Dani Bethea (she/they/them) is the former Editor-in-Chief of We Are Horror Magazine. Find them across an expanse of podcasts, Medium publications, cinéSPEAK, Gayly Dreadful, Uppercut Crit, and more. They have been a featured guest at Salem Horror Fest, the University of Pittsburgh's Summoning Candyman discussion, host of FrightGown's BIT and the Future of Trans Representation, Queen's University Kingston-Ontario Canada's Witch Institute, and Ax Wound Film Festival. Find more of their published contributions in The Women of Jenji Kohan: Weeds, Orange Is the New Black, and Glow: A Collection of Essays (2022). They will be a featured cast member in Mental Health and Horror: A Documentary (2022).

John A. Dern is a professor of instruction in the Intellectual Heritage Program at Temple University in Philadelphia. He earned his Ph.D. in English from Lehigh University in 1998. He has published one book, Martians, Monsters and Madonna: Fiction and Form in the World of Martin Amis, and essays on a variety of subjects in journals such as The Edgar Allan Poe Review, Interdisciplinary Literary Studies, Literature/Film Quarterly, Pennsylvania English, and The Radio Journal. He has also published pedagogical articles in The Teaching Professor newsletter.

DeLisa D. Hawkes is an assistant professor of Africana Studies and an affiliate faculty of the Women, Gender, and Sexuality Program at the University of Tennessee, Knoxville. Her current book project examines representations of Black and Indigenous relationships in African American print culture and their impact on narratives of racial identity, kinship, and cross-cultural coalitions in the United States. She has published in peer-reviewed journals and edited collections, including J19, Langston Hughes Review, MELUS, North Carolina Literary Review, and 21st Century US Historical Fiction: Contemporary Responses to the Past (Palgrave 2020). Hawkes's research and teaching interests include nineteenth to twenty-first-century African American literature, Afro-Indigenous Studies, Southern Black feminism, historical and speculative fiction, and neo-slave narratives. She currently serves as the Vice President of the Langston Hughes Society and as a co-producer on the C19 Podcast Subcommittee.

• _Excerpted data_
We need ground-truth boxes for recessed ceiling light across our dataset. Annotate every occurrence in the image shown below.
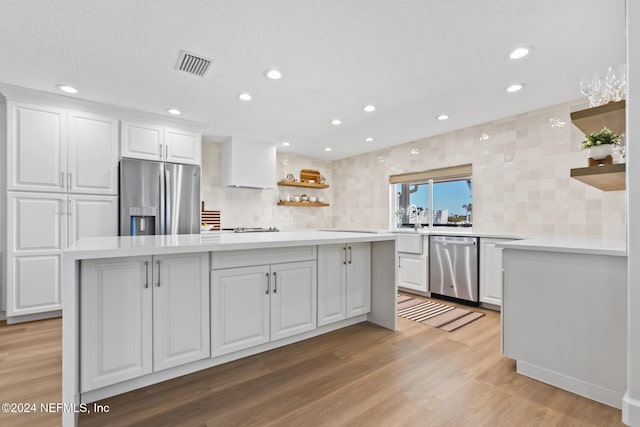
[56,85,78,93]
[507,83,524,93]
[508,46,533,59]
[264,69,282,80]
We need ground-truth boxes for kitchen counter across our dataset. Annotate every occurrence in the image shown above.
[64,230,396,259]
[496,237,627,257]
[62,230,397,427]
[496,238,627,408]
[386,227,525,239]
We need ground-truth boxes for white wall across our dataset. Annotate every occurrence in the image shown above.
[201,141,333,229]
[332,99,626,239]
[622,0,640,426]
[0,102,7,320]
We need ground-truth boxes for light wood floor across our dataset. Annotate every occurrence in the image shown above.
[0,300,622,427]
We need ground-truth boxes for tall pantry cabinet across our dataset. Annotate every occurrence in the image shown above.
[3,99,119,318]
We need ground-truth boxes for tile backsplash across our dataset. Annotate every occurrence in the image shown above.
[202,100,626,239]
[201,141,333,229]
[332,100,626,240]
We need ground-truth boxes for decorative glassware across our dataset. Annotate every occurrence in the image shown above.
[604,64,627,101]
[580,73,602,107]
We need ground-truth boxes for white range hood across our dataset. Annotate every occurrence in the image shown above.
[220,136,276,190]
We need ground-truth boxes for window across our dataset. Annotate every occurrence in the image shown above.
[390,165,473,227]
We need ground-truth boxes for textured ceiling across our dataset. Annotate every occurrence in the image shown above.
[0,0,625,159]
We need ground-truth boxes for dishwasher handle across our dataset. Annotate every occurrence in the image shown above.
[431,240,478,246]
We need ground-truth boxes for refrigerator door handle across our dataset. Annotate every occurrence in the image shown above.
[162,165,172,234]
[156,165,167,234]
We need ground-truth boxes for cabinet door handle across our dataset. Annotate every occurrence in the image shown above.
[156,260,160,287]
[144,261,149,289]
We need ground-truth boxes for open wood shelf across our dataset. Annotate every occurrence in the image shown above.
[571,99,626,135]
[278,181,329,188]
[278,202,329,208]
[571,163,626,191]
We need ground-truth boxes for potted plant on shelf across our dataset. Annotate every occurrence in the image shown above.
[582,127,620,166]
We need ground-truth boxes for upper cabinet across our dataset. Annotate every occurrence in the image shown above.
[164,128,202,165]
[7,101,118,195]
[67,111,119,195]
[120,121,202,165]
[220,136,276,189]
[7,102,67,192]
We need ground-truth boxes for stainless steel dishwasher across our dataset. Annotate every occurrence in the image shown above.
[429,236,479,303]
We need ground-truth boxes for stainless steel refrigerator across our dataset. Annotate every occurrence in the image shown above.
[120,159,200,236]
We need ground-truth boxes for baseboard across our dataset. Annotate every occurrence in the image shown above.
[398,285,431,298]
[7,310,62,325]
[80,314,367,403]
[516,360,624,410]
[622,390,640,426]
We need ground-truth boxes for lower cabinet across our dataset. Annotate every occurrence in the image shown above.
[480,237,513,306]
[7,192,118,317]
[80,253,210,392]
[318,243,371,326]
[211,261,317,356]
[396,252,429,292]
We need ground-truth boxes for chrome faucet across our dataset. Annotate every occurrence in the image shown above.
[407,205,420,230]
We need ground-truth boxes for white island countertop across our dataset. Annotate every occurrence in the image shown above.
[64,230,396,259]
[496,237,627,256]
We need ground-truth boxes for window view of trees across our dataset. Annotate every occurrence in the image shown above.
[396,178,473,227]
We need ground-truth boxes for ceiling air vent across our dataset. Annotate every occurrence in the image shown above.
[176,50,213,77]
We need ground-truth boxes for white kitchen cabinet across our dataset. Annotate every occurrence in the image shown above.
[120,121,202,165]
[396,252,429,292]
[120,121,164,161]
[480,237,513,306]
[6,192,67,317]
[7,101,67,192]
[270,261,317,341]
[7,101,118,195]
[153,253,210,371]
[80,257,153,392]
[211,261,317,356]
[164,128,202,165]
[318,243,371,326]
[211,265,271,356]
[346,243,371,318]
[80,253,209,392]
[67,194,118,244]
[67,111,119,196]
[220,136,276,189]
[7,192,118,317]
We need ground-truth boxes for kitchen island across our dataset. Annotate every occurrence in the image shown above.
[62,231,397,426]
[497,238,627,408]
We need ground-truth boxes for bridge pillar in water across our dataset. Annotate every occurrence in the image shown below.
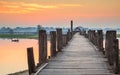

• _Tasks to perform_
- 1) Output the passage of the contributor bios starting with "John A. Dern" and going on through "Teaching Professor newsletter.", copied word for word.
- 2) Using the contributor bios, decide whether each statement below agrees with the text. For each one, answer yes or no and quote the words that settle it.
(a) John A. Dern earned his Ph.D. from Lehigh University in 1998.
(b) DeLisa D. Hawkes is a full professor of Africana Studies.
(c) Dani Bethea currently serves as Editor-in-Chief of We Are Horror Magazine.

• _Outputs_
- 1)
John A. Dern is a professor of instruction in the Intellectual Heritage Program at Temple University in Philadelphia. He earned his Ph.D. in English from Lehigh University in 1998. He has published one book, Martians, Monsters and Madonna: Fiction and Form in the World of Martin Amis, and essays on a variety of subjects in journals such as The Edgar Allan Poe Review, Interdisciplinary Literary Studies, Literature/Film Quarterly, Pennsylvania English, and The Radio Journal. He has also published pedagogical articles in The Teaching Professor newsletter.

- 2)
(a) Yes: "He earned his Ph.D. in English from Lehigh University in 1998."
(b) No: "is an assistant professor of Africana Studies"
(c) No: "is the former Editor-in-Chief of We Are Horror Magazine"